- [JOB] Turn the data from the start through the line containing "355), (289, 793)]" into a numbered list, leaving out any blank lines.

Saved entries
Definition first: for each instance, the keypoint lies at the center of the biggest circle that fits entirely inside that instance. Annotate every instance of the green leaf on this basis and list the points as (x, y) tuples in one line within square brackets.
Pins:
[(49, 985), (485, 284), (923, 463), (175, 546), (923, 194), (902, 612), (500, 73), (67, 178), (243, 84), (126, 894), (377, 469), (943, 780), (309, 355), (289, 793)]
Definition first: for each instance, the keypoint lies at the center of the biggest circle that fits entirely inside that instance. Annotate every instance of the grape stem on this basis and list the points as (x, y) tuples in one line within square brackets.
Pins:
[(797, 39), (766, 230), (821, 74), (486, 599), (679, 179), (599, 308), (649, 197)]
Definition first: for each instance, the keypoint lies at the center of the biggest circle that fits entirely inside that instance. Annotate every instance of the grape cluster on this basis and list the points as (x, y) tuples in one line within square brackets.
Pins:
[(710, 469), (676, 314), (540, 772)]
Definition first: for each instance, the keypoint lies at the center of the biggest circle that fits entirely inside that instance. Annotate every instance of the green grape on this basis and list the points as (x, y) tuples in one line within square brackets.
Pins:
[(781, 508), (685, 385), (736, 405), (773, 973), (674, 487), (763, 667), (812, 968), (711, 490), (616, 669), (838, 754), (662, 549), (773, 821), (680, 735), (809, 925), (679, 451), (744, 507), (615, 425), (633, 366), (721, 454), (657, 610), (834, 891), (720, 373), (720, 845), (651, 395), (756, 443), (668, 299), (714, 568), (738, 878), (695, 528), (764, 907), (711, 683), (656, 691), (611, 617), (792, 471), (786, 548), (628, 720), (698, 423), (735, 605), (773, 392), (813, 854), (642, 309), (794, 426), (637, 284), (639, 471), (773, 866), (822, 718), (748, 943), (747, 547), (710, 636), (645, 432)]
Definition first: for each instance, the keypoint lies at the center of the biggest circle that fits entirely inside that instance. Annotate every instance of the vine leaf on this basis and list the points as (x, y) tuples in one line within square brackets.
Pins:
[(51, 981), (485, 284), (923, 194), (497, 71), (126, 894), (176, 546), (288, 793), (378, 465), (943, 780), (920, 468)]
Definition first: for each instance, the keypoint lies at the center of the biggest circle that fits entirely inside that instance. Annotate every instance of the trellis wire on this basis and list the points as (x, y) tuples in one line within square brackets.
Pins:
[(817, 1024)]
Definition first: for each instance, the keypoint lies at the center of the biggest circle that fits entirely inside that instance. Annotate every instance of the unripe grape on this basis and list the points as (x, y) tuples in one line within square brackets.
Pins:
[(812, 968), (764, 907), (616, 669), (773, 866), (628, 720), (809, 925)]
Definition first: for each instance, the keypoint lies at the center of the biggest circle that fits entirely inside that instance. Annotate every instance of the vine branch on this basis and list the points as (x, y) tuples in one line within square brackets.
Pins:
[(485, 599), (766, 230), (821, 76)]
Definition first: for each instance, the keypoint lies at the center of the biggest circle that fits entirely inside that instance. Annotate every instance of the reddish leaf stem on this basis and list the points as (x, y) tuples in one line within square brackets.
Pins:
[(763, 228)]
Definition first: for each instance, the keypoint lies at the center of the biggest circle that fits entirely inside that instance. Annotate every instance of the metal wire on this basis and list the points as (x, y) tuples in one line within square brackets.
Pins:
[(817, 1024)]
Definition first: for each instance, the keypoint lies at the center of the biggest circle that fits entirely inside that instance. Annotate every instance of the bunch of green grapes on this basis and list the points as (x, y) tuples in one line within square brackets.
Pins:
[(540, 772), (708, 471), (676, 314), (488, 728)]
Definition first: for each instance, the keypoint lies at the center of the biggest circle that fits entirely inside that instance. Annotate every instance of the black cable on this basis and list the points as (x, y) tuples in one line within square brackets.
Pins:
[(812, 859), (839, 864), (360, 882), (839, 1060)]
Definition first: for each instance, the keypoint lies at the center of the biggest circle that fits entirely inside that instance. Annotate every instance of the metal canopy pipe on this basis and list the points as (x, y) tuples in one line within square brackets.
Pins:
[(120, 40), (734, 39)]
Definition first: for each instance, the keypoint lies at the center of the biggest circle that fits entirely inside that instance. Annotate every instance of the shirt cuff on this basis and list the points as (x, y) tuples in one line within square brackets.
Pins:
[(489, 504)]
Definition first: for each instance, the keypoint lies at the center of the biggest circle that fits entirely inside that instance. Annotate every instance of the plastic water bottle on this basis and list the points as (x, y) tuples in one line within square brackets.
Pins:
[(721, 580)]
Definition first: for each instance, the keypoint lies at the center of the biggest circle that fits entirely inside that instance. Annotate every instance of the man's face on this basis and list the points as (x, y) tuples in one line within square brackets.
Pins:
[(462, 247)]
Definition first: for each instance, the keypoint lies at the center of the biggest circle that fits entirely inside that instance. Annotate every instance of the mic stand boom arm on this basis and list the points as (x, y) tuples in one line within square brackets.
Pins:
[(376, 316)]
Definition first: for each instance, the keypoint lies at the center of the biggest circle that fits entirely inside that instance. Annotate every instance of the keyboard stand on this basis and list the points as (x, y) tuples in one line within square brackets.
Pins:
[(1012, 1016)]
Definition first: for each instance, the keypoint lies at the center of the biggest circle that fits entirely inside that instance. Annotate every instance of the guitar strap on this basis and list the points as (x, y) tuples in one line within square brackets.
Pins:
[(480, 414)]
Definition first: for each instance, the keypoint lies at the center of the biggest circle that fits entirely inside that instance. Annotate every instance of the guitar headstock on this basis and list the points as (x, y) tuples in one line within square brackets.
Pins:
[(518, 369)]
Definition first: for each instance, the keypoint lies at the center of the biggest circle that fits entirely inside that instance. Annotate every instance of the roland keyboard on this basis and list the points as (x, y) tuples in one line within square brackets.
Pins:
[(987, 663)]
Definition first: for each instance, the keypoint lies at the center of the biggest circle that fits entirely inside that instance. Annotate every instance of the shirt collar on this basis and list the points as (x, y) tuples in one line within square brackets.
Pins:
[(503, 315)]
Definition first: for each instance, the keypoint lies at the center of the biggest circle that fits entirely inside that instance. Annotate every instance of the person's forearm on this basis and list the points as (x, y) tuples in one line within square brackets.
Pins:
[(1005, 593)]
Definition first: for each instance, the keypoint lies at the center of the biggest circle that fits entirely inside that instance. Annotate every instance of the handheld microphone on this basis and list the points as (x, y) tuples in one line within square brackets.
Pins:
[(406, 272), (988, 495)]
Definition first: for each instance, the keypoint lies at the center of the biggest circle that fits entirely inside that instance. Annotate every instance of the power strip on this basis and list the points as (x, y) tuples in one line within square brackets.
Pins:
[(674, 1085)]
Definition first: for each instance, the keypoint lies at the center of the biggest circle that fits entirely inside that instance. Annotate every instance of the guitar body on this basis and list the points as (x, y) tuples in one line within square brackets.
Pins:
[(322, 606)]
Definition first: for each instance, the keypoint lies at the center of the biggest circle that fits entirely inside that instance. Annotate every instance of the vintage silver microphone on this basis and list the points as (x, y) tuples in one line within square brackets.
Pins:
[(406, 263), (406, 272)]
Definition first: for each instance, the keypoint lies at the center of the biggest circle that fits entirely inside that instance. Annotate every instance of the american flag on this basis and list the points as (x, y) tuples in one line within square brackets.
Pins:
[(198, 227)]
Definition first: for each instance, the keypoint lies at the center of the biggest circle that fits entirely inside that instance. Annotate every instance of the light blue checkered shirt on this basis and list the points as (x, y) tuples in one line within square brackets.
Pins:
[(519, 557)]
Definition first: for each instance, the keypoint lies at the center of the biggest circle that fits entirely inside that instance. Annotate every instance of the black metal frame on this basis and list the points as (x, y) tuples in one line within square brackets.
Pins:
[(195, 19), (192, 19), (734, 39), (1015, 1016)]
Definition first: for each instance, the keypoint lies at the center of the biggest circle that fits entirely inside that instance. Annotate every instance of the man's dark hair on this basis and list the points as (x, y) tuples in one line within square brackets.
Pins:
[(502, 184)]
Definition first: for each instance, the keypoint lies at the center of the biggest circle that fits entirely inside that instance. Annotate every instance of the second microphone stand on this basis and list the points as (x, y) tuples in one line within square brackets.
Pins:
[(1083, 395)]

- [ANSWER TO THE EXERCISE]
1. Definition first: for each instance, the keypoint lies at the center of the biggest circle that fits entirely inside that instance. Annotate every instance of the green leaf on this basis and list the points as (x, y) tuples in one line within square brackets.
2. Pins:
3. [(49, 985), (485, 284), (923, 463), (175, 546), (923, 194), (902, 612), (500, 73), (67, 178), (243, 84), (126, 894), (377, 469), (943, 780), (309, 355), (289, 793)]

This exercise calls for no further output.